◆ Page extract:

· · · · ·

6.1 A string is a sequence
A string is a sequence of characters.
You can access the characters one at a time with the
bracket operator:
>>> fruit = 'banana'
>>> letter = fruit[1]
The second statement extracts the character at index position 1 from the
fruit variable and assigns it to letter variable.
The expression in brackets is called an index.
The index indicates which character in the sequence you
want (hence the name).
But you might not get what you expect:
>>> print letter
a
For most people, the first letter of 'banana'
is b, not
a. But in Python, the index is an offset from the
beginning of the string, and the offset of the first letter is zero.
>>> letter = fruit[0]
>>> print letter
b
So b is the 0th letter ("zero-eth") of 'banana'
, a
is the 1th letter ("one-eth"), and n is the 2th ("two-eth")
letter.
You can use any expression, including variables and operators, as an
index, but the value of the index has to be an integer. Otherwise you
get:
>>> letter = fruit[1.5]
TypeError: string indices must be integers
6.2 Getting the length of a string using len
len is a built-in function that returns the number of characters
in a string:
>>> fruit = 'banana'
>>> len(fruit)
6
To get the last letter of a string, you might be tempted to try something
like this:
>>> length = len(fruit)

· · · · ·

◆ Data lines:
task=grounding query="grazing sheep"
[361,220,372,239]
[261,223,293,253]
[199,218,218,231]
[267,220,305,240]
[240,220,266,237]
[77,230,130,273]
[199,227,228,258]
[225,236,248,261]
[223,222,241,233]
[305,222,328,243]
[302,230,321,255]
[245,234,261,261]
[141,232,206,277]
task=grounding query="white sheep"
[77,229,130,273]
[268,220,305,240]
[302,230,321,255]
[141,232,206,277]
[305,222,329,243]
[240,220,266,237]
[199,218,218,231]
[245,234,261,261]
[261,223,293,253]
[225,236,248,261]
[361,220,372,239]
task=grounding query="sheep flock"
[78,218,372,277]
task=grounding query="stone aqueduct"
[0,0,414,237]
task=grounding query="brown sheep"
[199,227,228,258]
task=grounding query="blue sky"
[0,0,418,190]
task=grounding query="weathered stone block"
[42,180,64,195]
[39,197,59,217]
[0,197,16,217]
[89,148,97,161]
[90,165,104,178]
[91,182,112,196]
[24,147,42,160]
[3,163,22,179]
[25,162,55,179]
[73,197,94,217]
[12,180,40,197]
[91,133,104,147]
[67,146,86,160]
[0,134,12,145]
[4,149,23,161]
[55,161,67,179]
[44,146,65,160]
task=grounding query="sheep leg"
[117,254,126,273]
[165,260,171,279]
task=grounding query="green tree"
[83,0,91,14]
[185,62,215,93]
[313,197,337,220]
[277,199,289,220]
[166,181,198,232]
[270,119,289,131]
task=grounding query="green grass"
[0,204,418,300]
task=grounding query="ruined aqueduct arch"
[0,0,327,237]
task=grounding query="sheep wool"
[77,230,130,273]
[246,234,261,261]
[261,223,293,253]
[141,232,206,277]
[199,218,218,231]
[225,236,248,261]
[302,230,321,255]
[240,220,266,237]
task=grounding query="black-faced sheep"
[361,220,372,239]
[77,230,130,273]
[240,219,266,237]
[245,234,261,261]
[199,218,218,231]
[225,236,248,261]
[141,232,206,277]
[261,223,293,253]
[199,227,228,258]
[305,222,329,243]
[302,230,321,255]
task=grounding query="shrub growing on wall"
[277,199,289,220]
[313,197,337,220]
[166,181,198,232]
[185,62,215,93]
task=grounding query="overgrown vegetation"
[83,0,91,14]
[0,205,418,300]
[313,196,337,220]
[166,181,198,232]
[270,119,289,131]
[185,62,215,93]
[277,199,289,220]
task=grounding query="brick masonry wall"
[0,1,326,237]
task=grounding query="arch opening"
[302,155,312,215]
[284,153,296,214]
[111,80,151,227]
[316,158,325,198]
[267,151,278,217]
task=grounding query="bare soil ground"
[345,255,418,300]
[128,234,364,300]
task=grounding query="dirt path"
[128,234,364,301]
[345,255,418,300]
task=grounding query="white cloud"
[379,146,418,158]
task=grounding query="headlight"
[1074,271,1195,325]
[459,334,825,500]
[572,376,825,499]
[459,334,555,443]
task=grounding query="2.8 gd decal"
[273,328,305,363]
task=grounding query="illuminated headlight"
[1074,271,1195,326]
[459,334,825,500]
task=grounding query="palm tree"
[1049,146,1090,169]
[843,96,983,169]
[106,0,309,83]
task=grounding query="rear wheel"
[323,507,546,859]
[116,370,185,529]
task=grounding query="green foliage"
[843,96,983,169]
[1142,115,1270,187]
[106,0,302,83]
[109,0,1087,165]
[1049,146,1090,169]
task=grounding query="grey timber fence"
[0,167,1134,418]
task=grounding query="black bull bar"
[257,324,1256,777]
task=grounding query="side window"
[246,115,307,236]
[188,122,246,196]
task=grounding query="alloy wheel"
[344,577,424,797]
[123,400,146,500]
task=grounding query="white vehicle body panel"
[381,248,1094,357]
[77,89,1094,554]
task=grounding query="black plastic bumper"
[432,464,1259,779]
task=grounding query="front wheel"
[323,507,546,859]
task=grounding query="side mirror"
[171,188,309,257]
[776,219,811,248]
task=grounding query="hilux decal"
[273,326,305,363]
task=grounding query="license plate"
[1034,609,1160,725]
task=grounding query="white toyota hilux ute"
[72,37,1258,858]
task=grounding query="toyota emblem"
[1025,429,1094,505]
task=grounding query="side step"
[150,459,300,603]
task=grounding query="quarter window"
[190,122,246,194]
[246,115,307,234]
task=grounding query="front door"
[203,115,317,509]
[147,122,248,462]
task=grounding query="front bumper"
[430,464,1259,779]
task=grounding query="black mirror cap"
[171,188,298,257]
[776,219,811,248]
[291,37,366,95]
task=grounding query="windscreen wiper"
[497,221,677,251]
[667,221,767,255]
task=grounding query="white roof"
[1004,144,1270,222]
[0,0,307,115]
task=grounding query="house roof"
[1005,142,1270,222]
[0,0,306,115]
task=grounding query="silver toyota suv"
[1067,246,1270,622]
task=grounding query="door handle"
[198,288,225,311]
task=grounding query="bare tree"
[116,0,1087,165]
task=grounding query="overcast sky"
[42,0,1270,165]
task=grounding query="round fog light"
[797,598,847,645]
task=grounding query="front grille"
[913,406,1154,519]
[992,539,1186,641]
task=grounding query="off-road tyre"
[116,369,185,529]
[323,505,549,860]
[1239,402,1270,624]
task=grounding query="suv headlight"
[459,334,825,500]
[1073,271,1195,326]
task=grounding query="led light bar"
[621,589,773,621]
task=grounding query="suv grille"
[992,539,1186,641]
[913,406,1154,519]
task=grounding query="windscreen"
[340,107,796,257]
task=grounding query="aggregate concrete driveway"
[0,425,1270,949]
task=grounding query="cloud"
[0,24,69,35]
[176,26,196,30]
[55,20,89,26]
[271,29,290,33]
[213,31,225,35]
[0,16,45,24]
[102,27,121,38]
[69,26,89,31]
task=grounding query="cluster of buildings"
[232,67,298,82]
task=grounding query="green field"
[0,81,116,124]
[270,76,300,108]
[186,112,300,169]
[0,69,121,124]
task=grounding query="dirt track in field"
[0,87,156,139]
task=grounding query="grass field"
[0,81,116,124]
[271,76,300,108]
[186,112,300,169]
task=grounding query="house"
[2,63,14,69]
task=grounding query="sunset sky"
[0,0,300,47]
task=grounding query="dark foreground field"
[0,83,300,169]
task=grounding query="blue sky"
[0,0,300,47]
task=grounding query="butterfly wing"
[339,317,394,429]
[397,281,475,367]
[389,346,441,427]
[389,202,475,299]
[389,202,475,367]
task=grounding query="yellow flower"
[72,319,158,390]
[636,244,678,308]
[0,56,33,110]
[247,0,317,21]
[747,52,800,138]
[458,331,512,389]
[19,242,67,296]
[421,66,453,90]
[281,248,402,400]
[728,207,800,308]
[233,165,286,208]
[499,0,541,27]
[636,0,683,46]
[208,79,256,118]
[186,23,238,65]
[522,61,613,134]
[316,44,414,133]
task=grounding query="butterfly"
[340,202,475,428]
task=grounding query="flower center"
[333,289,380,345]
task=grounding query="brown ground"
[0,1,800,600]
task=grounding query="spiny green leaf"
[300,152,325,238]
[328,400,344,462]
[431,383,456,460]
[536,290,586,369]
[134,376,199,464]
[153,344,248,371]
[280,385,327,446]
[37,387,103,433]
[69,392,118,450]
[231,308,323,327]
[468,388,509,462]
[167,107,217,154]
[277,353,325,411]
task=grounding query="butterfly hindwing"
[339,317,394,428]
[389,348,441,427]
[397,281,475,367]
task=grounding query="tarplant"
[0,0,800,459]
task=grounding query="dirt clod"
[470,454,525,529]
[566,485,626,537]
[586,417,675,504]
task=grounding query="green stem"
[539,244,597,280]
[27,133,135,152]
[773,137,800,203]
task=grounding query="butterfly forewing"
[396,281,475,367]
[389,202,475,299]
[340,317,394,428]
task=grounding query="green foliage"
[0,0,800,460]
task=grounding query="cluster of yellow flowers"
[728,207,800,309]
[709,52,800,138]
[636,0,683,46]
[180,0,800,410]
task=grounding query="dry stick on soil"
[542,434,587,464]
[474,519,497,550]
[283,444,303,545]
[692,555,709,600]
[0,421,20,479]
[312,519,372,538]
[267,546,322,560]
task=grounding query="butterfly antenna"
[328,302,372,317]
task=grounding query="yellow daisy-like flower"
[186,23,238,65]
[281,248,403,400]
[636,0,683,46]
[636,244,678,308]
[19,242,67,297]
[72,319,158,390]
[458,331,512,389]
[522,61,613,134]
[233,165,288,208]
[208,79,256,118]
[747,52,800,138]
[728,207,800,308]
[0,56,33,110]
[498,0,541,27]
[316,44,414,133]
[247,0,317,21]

· · · · ·

◆ Your tasks:
[A] In the Python strings section, what error appears when fruit[1.5] is used as an index?
[B] Retype the Python strings section between "You can access" and "to letter variable.", inclusive.
[C] Pick up the Python strings section after its final line and keep writing.

◆ Responses by task:
[A] TypeError: string indices must be integers

[B]
You can access the characters one at a time with the
bracket operator:
>>> fruit = 'banana'
>>> letter = fruit[1]
The second statement extracts the character at index position 1 from the
fruit variable and assigns it to letter variable.

[C]
>>> last = fruit[length]
IndexError: string index out of range
The reason for the IndexError is that there is no letter in 'banana' with the index 6. Since we started counting at zero, the
six letters are numbered 0 to 5. To get the last character, you have
to subtract 1 from length:
>>> last = fruit[length-1]
>>> print last
a
Alternatively, you can use negative indices, which count backward from
the end of the string. The expression fruit[-1] yields the last
letter, fruit[-2] yields the second to last, and so on.
6.3 Traversal through a string with a loop
A lot of computations involve processing a string one character at a
time. Often they start at the beginning, select each character in
turn, do something to it, and continue until the end. This pattern of
processing is called a traversal. One way to write a traversal
is with a while loop:
index = 0
while index < len(fruit):
letter = fruit[index]
print letter
index = index + 1
This loop traverses the string and displays each letter on a line by
itself. The loop condition is index < len(fruit), so
when index is equal to the length of the string, the
condition is false, and the body of the loop is not executed. The
last character accessed is the one with the index len(fruit)-1,
which is the last character in the string.
Exercise 1
Write a while loop that starts at the last character in the string
and works its way backwards to the first character in the string,
printing each letter on a separate line, except backwards.
Another way to write a traversal is with a for loop:
for char in fruit:
print char
Each time through the loop, the next character in the string is assigned
to the variable char. The loop continues until no characters are
left.
6.4 String slices
A segment of a string is called a slice. Selecting a slice is
similar to selecting a character:
>>> s = 'Monty Python'
>>> print s[0:5]
Monty
>>> print s[6:13]
Python
The operator [n:m] returns the part of the string from the
"n-eth" character to the "m-eth" character, including the first but
excluding the last.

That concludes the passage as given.